Extract provided:
— Begin —

The Advanced Options Button

If you are following the Variants workflow, the Set Up Preprocessing step of the Project Setup Wizard contains an Advanced Options button that allows you to review and edit advanced pre-processing options. Clicking this button leads to a multi-tabbed dialog.

 

The DNASTAR Annotation Database tab:

 

SNAGHTML606532d

 

      If you wish to use a Custom Data Set, enter its name in the text box provided. To ensure the same set is automatically entered for future ArrayStar projects, check the box next to Remember data set.

 

      Under Import annotations and allele frequencies, choose the positions for which database information should be retrieved:

 

Choose All positions to include reference calls as well as variants.

 

Choose Variant positions to include only positions called as variants.

 

      To use a specific DNASTAR Server, enter its web address in the text box. To confirm the same server should be automatically entered for future ArrayStar projects, check the box next to Remember server.

 

The Variant Options tab:

 

This tab is available to all users and contains the majority of available advanced options.

 

 

      Under “What kind of variant is required…,” choose whether you want to load SNPs with Any change, or those with Any non-synonymous change only.

 

      Under “How many experiments…,” enter the Minimum # experiments that must have a change at the same position before SNPs are loaded. In addition, you can use the optional checkboxes to specify that ArrayStar Ignore the minimum number if there is a non-synonymous and/or gene-disrupting change.

— End —

Task A:
Answer these from the Advanced Options page, one answer a line, marked as the questions are:
(i) Which step of the Project Setup Wizard holds the Advanced Options button?
(ii) Which choice includes reference calls as well as variants?
(iii) Which tab contains the majority of available advanced options?
Task B:
Please repeat word for word the part of the Advanced Options page that opens with the words "Choose All positions" and closes with "to Remember server.".
The entries that come next are not needed for this work.

Records shown:
— Begin —

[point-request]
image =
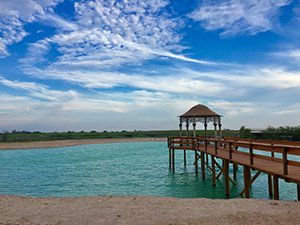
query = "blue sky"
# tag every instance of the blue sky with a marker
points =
(118, 64)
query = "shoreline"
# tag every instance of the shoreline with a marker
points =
(145, 210)
(72, 142)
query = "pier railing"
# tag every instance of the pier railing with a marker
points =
(251, 149)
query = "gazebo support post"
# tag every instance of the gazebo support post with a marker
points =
(196, 154)
(206, 141)
(187, 127)
(213, 170)
(220, 128)
(215, 127)
(180, 134)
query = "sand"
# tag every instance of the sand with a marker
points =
(64, 143)
(145, 211)
(16, 210)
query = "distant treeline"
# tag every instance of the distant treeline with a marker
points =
(280, 133)
(23, 136)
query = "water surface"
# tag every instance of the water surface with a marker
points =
(115, 169)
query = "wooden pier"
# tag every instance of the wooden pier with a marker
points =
(229, 150)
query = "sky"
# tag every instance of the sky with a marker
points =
(138, 64)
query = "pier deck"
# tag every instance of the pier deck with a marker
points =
(284, 165)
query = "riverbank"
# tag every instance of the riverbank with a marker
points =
(73, 142)
(145, 211)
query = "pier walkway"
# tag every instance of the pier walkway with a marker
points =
(278, 159)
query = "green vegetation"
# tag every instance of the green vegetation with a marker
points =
(23, 136)
(281, 133)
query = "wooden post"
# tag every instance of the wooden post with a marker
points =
(213, 168)
(251, 154)
(196, 162)
(285, 161)
(226, 176)
(230, 150)
(270, 185)
(298, 191)
(276, 187)
(194, 127)
(202, 165)
(173, 160)
(247, 176)
(170, 158)
(187, 126)
(235, 165)
(216, 147)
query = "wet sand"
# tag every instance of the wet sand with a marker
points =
(145, 211)
(74, 142)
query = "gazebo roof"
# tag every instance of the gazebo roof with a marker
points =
(199, 111)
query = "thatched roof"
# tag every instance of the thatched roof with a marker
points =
(199, 111)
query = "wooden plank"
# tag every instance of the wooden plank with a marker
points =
(267, 164)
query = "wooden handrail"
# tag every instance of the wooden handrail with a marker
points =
(286, 148)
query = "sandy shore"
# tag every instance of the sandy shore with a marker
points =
(145, 211)
(64, 143)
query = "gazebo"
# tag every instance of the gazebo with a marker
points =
(203, 114)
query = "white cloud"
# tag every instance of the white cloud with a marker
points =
(38, 90)
(239, 16)
(289, 55)
(15, 14)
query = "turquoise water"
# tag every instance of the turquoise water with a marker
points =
(115, 169)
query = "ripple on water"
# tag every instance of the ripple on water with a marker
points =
(114, 169)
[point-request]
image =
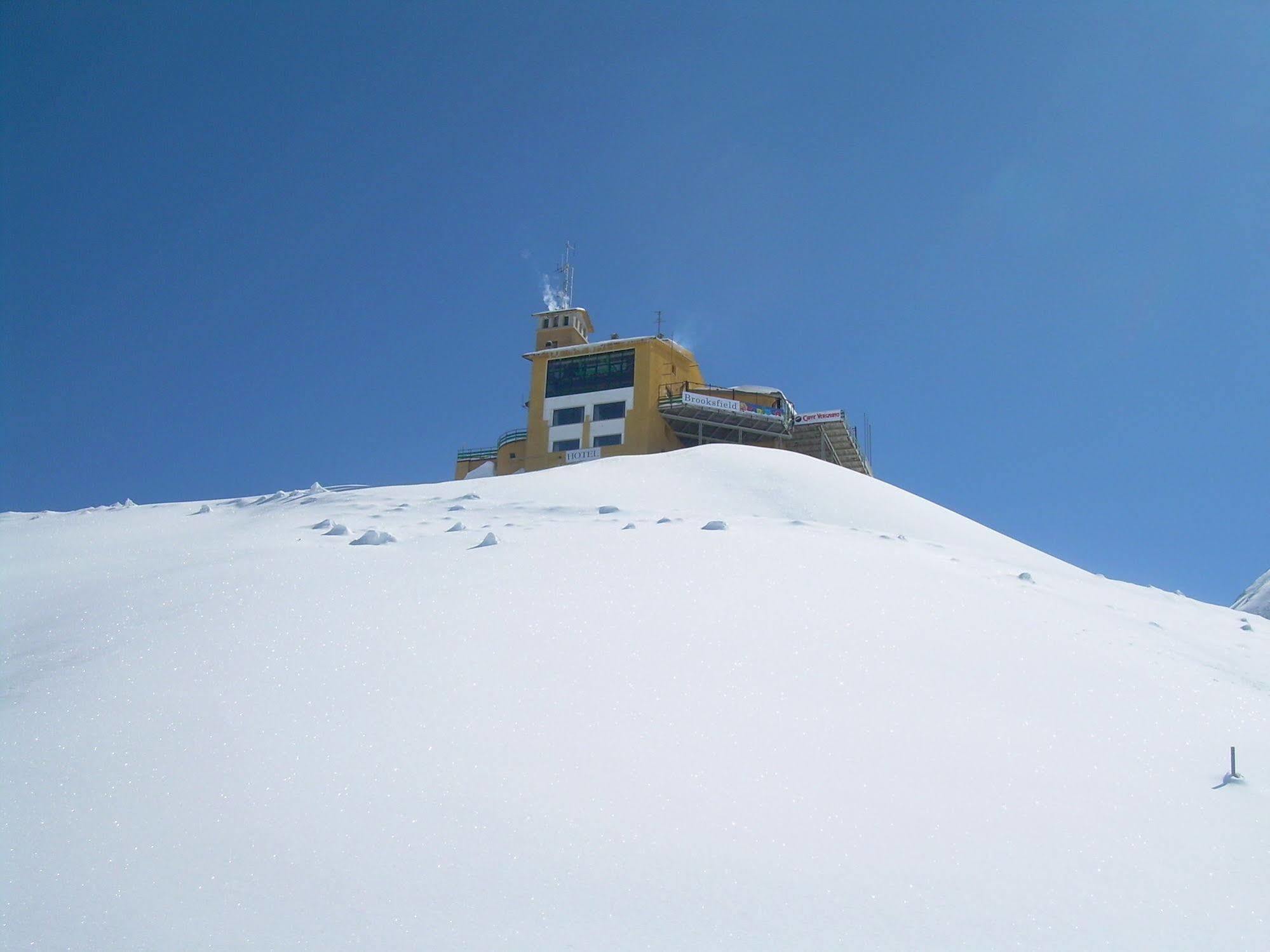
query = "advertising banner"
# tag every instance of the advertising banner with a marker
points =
(760, 410)
(691, 399)
(822, 417)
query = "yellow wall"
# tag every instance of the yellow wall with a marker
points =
(658, 365)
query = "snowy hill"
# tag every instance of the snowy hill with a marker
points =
(850, 720)
(1257, 598)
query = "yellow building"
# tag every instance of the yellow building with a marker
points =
(643, 395)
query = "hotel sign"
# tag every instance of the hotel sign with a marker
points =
(691, 399)
(822, 417)
(581, 456)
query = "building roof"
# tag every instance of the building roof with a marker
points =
(592, 344)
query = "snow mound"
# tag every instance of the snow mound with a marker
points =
(778, 738)
(374, 537)
(1257, 598)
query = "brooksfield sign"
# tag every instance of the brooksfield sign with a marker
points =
(691, 399)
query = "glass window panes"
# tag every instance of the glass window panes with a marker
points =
(610, 412)
(584, 375)
(565, 415)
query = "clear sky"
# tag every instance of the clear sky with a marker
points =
(247, 246)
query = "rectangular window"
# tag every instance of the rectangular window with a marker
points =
(610, 412)
(584, 375)
(565, 415)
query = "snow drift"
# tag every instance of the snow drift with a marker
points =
(849, 721)
(1257, 598)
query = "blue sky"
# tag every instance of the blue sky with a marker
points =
(247, 246)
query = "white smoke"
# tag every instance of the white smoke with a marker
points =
(553, 298)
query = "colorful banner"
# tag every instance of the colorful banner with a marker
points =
(822, 417)
(760, 410)
(691, 399)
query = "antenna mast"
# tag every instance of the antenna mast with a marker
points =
(565, 269)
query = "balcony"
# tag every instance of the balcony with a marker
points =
(699, 413)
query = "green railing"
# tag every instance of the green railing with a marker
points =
(492, 452)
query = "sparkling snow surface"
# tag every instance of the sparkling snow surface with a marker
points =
(854, 720)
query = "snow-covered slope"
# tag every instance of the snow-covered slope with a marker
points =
(1257, 598)
(851, 720)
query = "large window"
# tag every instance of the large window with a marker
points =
(610, 412)
(584, 375)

— End —

Answer A:
(i) The Set Up Preprocessing step
(ii) All positions
(iii) The Variant Options tab

Answer B:
Choose All positions to include reference calls as well as variants.

 

Choose Variant positions to include only positions called as variants.

 

      To use a specific DNASTAR Server, enter its web address in the text box. To confirm the same server should be automatically entered for future ArrayStar projects, check the box next to Remember server.